» DATA ROWS:
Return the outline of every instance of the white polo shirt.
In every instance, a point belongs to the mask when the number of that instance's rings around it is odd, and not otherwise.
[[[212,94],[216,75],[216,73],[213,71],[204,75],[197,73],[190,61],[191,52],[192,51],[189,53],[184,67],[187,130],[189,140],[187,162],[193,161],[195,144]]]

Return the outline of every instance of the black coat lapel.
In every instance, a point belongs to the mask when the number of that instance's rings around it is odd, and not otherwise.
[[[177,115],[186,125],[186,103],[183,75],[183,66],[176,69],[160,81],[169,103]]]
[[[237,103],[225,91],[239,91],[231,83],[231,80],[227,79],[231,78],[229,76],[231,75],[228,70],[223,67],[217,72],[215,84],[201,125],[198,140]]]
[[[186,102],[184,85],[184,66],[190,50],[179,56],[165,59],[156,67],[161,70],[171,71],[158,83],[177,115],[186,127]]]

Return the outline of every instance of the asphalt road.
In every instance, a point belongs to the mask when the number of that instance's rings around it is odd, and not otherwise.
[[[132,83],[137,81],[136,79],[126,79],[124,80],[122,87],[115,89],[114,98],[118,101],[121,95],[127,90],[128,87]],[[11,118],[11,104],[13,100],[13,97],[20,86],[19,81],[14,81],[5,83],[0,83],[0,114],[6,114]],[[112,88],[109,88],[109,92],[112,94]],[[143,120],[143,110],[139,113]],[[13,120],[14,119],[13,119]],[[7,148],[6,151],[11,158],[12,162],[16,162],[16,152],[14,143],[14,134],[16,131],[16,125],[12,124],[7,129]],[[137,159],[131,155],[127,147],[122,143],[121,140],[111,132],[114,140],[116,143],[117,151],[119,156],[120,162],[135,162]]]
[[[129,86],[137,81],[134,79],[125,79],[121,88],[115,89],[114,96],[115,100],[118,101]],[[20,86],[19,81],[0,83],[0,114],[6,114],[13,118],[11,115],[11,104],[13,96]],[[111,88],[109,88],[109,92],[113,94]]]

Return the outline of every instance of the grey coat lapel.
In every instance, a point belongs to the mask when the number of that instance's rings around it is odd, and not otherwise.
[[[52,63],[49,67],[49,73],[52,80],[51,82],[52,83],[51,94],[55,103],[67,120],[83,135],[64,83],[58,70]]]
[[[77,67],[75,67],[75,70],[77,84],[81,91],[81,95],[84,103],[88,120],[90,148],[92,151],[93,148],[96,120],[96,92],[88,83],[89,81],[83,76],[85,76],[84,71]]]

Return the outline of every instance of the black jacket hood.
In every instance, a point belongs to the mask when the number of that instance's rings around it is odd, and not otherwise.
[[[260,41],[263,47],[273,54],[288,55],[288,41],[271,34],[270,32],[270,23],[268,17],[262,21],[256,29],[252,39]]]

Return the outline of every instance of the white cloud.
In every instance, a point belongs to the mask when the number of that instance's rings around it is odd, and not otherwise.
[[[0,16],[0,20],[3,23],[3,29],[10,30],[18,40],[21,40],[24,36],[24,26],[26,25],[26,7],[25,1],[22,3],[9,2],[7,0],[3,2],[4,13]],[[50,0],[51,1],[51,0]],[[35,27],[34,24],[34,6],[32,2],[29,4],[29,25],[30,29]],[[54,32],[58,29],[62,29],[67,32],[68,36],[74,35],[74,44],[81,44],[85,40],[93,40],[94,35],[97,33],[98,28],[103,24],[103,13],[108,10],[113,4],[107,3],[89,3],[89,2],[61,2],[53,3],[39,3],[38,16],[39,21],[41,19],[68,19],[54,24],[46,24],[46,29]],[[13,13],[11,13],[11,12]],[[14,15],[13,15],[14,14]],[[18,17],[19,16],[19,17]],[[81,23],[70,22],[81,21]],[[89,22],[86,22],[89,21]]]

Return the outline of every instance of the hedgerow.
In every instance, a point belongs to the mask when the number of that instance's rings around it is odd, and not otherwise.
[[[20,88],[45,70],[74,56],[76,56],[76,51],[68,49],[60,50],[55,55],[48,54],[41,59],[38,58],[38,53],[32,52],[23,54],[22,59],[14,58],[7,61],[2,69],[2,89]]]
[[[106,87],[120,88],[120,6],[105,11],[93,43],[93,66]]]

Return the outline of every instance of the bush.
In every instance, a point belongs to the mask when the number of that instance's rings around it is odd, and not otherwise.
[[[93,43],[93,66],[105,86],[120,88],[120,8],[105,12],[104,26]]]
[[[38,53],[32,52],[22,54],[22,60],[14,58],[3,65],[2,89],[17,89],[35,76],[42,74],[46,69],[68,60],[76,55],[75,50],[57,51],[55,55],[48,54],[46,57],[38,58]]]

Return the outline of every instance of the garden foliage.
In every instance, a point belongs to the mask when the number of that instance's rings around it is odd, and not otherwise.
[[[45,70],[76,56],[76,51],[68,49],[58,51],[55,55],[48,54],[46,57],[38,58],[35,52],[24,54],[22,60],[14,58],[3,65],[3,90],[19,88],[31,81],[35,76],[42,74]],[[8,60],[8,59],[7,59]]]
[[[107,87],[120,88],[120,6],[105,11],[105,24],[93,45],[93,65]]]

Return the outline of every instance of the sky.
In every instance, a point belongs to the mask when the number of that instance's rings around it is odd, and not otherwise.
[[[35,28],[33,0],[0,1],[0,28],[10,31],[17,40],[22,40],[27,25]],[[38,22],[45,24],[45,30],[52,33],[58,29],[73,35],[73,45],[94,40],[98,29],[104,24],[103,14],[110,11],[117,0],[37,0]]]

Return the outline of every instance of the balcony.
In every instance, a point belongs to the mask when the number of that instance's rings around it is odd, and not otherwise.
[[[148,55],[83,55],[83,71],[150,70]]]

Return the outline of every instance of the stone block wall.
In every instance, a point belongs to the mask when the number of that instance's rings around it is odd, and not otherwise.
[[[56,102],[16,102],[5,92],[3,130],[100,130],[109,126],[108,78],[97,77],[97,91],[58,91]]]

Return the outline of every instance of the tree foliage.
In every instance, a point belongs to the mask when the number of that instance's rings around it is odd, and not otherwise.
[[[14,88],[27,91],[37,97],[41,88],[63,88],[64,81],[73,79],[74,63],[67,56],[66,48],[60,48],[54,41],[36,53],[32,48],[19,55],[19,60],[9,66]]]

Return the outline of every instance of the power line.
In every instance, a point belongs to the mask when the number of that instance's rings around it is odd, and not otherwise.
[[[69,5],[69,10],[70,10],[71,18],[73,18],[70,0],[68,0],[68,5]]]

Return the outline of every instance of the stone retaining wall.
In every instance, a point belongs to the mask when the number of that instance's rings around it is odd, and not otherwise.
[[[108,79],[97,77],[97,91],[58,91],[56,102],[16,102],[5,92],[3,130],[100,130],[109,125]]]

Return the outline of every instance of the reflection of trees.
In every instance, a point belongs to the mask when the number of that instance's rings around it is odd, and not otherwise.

» PROMPT:
Transcribe, word for word, every line from the one containing "Return the outline of every instance of the power" through the final line of the entries, and nothing else.

» ANSWER BELOW:
Return the outline of every instance of the power line.
In every instance, a point belongs to the mask when the number of that instance's rings around it is odd, and not otherwise.
[[[69,5],[69,10],[70,10],[71,18],[73,18],[70,0],[68,0],[68,5]]]

Return the outline of every instance of the stone retaining wall.
In every instance, a point belongs to the mask when the number of that instance's rings around it is odd, and not otherwise.
[[[108,79],[97,77],[97,91],[58,91],[56,102],[16,102],[5,92],[3,130],[100,130],[109,125]]]

Return the outline of every instance of the reflection of trees.
In every instance, a point belongs to the mask when the number of that instance's rings around it is odd, and not otherwise.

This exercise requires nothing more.